# TEXT SEGMENT start

Dow books worst day in 9 weeks as debt woes for China's Evergrande rattle stock market
By Joy Wiltermuth and Mark DeCambre
Nasdaq closes below 15,000 mark
U.S. stocks tumbled Monday, but finished well above session lows, as investors parsed the potential impact of a reeling property developer in China and traders positioned ahead of a two-day meeting of Federal Reserve policy makers that begins Tuesday.
How did stocks trade?
What drove the market?
U.S. stocks closed lower Monday, but retraced significant earlier losses in the final hour of trade.
A downturn in China's property market, which suffered heavy losses Monday with shares of China Evergrande falling 13% in Hong Kong, were blamed for dragging down U.S. and global equities.
Markets were closed in mainland China for a holiday, but the Hang Seng dropped over 3%.

# TEXT SEGMENT end
# DATA SUPPLIED start

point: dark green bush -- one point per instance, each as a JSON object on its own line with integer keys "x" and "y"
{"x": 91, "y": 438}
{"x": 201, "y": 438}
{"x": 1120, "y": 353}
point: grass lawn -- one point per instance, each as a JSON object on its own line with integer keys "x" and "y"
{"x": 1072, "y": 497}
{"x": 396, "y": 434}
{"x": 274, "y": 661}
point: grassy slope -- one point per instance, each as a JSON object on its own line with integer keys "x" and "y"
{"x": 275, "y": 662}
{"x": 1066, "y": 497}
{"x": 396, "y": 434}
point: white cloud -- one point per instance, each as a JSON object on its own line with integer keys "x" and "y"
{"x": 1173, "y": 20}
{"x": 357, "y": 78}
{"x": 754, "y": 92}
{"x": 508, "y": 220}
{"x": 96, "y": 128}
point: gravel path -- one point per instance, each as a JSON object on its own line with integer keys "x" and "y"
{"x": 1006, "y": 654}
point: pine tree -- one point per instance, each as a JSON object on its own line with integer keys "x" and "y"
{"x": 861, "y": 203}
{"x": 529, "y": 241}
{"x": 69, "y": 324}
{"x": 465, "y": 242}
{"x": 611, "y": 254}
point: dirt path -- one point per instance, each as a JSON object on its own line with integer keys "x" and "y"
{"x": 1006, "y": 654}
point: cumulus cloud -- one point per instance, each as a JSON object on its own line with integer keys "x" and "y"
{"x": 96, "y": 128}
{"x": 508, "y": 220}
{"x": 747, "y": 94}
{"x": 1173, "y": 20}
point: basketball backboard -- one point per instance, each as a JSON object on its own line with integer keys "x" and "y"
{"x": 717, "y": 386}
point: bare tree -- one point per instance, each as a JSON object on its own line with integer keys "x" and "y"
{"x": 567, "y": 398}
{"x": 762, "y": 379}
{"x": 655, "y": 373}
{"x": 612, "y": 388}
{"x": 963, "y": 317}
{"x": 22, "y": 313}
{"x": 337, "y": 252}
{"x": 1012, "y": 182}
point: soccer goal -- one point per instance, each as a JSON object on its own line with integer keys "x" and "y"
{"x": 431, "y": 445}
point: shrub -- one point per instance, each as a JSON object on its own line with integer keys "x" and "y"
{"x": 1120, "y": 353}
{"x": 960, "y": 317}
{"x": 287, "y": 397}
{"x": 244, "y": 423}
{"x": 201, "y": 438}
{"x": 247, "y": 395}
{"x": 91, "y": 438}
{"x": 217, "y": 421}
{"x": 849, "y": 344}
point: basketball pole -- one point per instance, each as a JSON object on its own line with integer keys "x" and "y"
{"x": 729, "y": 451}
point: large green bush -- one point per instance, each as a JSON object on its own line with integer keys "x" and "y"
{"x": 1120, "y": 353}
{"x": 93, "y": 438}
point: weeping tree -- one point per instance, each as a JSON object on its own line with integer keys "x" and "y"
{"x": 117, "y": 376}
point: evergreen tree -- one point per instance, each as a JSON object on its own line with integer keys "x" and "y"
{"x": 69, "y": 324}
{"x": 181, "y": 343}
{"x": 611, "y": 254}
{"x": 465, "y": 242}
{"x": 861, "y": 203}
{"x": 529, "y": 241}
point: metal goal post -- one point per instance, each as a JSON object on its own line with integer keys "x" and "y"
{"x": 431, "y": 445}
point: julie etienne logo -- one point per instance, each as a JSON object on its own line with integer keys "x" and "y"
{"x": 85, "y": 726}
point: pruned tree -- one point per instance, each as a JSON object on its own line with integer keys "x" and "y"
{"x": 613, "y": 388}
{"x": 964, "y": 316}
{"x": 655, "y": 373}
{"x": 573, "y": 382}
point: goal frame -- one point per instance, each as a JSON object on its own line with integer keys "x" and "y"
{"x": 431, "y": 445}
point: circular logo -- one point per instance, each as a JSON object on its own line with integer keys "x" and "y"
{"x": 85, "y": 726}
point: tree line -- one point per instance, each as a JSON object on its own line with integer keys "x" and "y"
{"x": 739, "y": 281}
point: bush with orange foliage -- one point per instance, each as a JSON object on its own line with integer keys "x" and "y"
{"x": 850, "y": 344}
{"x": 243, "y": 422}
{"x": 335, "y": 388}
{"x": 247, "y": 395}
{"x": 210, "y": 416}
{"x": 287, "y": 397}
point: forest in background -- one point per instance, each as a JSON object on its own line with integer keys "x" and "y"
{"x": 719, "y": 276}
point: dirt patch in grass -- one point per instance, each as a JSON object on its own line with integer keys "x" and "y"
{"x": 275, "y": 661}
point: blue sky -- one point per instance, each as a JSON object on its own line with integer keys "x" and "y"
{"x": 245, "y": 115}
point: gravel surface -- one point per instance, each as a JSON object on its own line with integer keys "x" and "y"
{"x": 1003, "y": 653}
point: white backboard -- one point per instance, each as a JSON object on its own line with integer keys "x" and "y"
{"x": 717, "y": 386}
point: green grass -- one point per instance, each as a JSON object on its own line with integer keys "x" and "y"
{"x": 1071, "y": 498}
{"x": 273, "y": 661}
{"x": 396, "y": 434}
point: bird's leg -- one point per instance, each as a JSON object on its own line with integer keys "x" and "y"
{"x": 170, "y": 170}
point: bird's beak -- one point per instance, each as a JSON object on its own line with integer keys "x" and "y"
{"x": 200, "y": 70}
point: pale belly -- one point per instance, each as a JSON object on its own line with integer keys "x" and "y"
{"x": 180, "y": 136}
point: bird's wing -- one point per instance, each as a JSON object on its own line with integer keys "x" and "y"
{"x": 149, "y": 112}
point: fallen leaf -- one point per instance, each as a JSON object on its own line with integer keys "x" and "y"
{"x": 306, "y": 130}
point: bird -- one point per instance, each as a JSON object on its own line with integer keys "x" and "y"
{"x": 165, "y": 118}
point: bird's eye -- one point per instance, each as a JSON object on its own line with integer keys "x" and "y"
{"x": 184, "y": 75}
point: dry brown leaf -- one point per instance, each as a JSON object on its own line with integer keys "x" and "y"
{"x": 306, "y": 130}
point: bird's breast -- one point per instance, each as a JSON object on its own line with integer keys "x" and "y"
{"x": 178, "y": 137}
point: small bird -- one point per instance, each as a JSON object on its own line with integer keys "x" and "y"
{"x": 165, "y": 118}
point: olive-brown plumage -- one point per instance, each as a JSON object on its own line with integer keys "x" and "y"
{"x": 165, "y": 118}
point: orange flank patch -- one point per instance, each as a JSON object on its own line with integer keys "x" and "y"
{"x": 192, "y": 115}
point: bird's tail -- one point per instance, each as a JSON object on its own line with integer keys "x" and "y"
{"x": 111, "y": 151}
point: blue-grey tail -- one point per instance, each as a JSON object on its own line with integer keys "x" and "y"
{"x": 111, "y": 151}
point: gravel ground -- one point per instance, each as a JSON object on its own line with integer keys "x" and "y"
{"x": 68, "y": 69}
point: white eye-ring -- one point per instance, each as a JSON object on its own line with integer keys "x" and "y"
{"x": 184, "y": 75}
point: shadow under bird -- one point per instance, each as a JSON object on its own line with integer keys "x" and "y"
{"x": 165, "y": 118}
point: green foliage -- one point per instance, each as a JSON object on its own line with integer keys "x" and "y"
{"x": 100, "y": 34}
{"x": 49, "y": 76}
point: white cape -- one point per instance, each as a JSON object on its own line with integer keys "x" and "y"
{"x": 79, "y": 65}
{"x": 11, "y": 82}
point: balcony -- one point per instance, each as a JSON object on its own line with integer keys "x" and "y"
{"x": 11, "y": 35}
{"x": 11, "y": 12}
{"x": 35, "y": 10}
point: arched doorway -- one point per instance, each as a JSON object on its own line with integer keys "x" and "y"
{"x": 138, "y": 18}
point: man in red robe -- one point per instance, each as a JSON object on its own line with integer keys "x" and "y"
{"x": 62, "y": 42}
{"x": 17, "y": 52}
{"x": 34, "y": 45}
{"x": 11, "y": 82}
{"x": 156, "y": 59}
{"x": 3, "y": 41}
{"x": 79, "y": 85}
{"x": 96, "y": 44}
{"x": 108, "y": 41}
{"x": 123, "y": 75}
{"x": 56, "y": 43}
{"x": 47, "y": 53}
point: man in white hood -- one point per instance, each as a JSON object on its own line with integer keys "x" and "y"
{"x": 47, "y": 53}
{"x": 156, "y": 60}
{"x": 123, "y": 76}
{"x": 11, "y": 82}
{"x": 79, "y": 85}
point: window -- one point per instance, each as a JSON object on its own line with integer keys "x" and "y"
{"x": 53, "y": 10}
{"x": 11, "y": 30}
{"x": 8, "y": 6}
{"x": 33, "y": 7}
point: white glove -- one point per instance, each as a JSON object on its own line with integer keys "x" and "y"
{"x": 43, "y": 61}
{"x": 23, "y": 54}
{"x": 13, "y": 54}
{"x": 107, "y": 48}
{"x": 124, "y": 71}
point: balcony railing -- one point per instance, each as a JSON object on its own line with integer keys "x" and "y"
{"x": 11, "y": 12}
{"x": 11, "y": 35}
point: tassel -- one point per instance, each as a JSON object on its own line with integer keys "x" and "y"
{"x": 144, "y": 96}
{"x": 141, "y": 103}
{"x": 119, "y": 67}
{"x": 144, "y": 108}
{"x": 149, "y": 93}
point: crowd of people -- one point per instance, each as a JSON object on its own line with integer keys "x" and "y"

# DATA SUPPLIED end

### OBJECTIVE
Output the passage of the Evergrande market article starting at "A downturn in" and ending at "dropped over 3%.", copied word for word.

### SOLVED PROBLEM
A downturn in China's property market, which suffered heavy losses Monday with shares of China Evergrande falling 13% in Hong Kong, were blamed for dragging down U.S. and global equities.
Markets were closed in mainland China for a holiday, but the Hang Seng dropped over 3%.